[WORK TO BE COMPLETED] In the news article below about Tofimua Matagi's family, quote everything from "Family of young" down to "on August 31." word for word.

══ EXCERPTED TEXT

New Zealand

Family of young man killed at Mt Roskill bar speak out for the first time

10:36 am on 1 October 2023

By Vaimoana Mase of

Rev Dr Matagi Vilitama and Joanna Matagi hold a photo of their 25-year-old son Tofi Matagi, who died after an assault at a Mt Roskill bar on 31 August. Photo: NZ Herald/Michael Craig

Tofimua Matagi's grandmother had a nifty way of checking to see if her grandsons arrived home safely each night - by looking for their work boots outside the back door.

But when Tofi's boots remained missing on the morning of Friday, 1 September, nana Ligi Sisikefu grew worried and began making phone calls; first to the hospital and then to her grandson's workplace.

Tofi, 25, would later be identified as the man found unresponsive after an assault at the Richardson's Bar and Restaurant in Mt Roskill, Auckland, late on August 31.

Despite medical assistance, he died at the scene and a homicide investigation was launched. Two days later, a 34-year-old man was arrested and charged with murder.

Speaking publicly for the first time, Tofi's family shared more about their son and brother, who had only been back in New Zealand since June after getting stuck in Niue before Covid-19 turned the world upside down.

"We have six children - three girls, three boys," his Australia-based father, Reverend Dr Matagi Vilitama says.

"All of them were very, very close and tight-knit."

Vilitama reveals Tofi, who is the second youngest, had been working as a mechanic in Niue when he injured his back. He came to New Zealand to seek medical attention.

Tofimua Matagi, 25, died at a bar and restaurant in Mt Roskill, Auckland, on 31 August. Photo: NZ Herald

Instead of going back to Niue, the young man decided to stay to help financially support his little sister, who had just started university. He got a powder-coating job and was planning to start a mechanic internship next year.

The siblings and another brother and his young family stayed together at the family house with their grandmother.

On the night he died, Tofi was invited by workmates to dinner at the Richardson's bar and restaurant.

"He had dinner with them, had a couple of drinks. He's an avid darts player. So of course, once he found out there was a darts board in the premises, he gravitated towards that."

Vilitama said his mother-in-law received a text from Tofi that evening.

"It said: 'Nana, I'm going to be a little bit late tonight'. His brother's a builder and nana would always go outside and go to the back room and see the two pairs of boots and notice that they're both in. But she could only see one pair of boots.

════
══ INPUT DATA

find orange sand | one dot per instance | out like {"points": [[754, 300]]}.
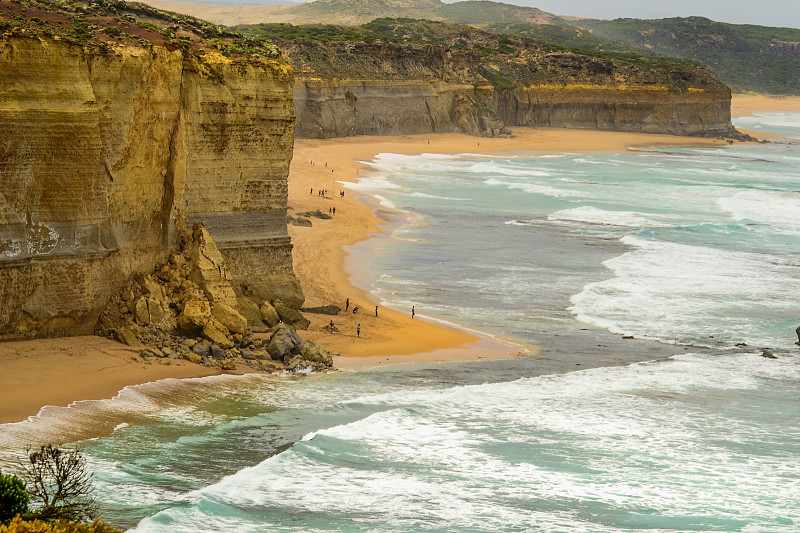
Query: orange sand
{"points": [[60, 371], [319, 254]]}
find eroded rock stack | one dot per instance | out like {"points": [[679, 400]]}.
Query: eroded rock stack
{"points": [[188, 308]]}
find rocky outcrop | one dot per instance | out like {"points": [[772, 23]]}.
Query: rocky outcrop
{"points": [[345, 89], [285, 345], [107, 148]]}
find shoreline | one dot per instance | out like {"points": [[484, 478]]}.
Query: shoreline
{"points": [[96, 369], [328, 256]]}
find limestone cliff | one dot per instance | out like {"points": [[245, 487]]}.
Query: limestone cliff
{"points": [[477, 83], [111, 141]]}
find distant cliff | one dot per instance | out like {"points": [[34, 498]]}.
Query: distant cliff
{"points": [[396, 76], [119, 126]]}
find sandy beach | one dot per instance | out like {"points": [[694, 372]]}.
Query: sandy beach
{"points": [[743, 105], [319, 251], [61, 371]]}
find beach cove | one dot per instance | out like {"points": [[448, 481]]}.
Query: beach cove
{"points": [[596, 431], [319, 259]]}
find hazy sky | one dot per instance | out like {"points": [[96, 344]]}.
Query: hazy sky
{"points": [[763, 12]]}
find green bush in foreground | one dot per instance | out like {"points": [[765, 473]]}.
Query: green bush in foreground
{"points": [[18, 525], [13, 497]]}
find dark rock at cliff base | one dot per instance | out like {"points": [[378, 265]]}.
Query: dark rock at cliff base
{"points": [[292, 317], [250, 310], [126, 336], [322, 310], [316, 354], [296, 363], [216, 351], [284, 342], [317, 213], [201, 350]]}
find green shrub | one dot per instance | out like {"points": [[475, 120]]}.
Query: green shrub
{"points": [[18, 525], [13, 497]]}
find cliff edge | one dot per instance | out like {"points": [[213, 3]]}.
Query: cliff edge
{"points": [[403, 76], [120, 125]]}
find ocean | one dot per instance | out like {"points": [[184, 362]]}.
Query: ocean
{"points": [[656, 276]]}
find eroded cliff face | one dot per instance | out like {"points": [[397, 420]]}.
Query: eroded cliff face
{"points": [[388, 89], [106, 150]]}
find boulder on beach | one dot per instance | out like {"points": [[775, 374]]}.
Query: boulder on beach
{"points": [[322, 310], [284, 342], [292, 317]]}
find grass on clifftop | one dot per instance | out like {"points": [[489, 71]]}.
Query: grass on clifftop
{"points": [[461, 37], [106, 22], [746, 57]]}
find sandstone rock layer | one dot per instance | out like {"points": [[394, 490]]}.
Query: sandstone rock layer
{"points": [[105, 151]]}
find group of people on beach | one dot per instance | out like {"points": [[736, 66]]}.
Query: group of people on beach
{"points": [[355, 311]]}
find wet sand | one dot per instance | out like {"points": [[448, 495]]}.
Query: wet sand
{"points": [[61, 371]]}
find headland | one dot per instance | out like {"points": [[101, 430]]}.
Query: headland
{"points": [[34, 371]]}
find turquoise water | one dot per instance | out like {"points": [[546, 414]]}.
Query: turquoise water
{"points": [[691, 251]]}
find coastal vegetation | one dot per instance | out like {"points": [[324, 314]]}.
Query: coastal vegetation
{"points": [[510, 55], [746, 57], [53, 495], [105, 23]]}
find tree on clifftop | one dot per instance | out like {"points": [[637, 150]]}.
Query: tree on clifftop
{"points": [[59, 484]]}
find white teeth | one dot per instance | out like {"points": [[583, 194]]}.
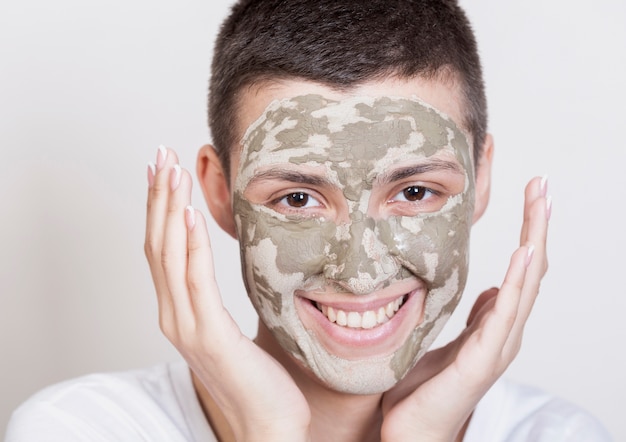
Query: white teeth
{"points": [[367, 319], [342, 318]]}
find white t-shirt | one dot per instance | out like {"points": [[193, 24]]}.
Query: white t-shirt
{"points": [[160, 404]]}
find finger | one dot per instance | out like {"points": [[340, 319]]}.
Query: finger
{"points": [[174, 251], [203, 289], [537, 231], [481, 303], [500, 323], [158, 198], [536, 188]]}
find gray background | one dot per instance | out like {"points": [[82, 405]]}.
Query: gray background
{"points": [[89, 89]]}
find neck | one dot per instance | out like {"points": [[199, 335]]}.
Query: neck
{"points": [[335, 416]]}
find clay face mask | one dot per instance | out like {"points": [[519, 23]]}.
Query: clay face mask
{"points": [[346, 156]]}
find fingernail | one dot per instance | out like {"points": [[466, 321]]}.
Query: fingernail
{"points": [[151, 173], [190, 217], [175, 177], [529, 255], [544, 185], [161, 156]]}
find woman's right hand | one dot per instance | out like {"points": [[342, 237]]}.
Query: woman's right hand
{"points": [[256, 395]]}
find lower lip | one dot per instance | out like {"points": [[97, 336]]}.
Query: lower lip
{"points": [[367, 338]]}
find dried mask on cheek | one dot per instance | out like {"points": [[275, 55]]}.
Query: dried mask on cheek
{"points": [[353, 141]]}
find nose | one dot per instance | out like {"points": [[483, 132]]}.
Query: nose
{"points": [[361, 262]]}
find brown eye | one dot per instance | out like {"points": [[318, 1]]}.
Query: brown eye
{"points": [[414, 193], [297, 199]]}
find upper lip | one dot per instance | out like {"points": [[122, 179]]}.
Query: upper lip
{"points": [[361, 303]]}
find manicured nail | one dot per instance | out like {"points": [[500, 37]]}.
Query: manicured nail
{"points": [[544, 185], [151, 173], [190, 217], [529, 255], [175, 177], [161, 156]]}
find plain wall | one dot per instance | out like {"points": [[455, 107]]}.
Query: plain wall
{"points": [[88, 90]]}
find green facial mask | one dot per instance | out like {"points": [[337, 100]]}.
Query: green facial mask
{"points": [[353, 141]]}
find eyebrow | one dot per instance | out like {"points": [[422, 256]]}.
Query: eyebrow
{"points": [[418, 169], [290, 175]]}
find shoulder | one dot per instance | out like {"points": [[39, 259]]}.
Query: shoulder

════

[THE COMPLETED TASK]
Family of young man killed at Mt Roskill bar speak out for the first time

10:36 am on 1 October 2023

By Vaimoana Mase of

Rev Dr Matagi Vilitama and Joanna Matagi hold a photo of their 25-year-old son Tofi Matagi, who died after an assault at a Mt Roskill bar on 31 August. Photo: NZ Herald/Michael Craig

Tofimua Matagi's grandmother had a nifty way of checking to see if her grandsons arrived home safely each night - by looking for their work boots outside the back door.

But when Tofi's boots remained missing on the morning of Friday, 1 September, nana Ligi Sisikefu grew worried and began making phone calls; first to the hospital and then to her grandson's workplace.

Tofi, 25, would later be identified as the man found unresponsive after an assault at the Richardson's Bar and Restaurant in Mt Roskill, Auckland, late on August 31.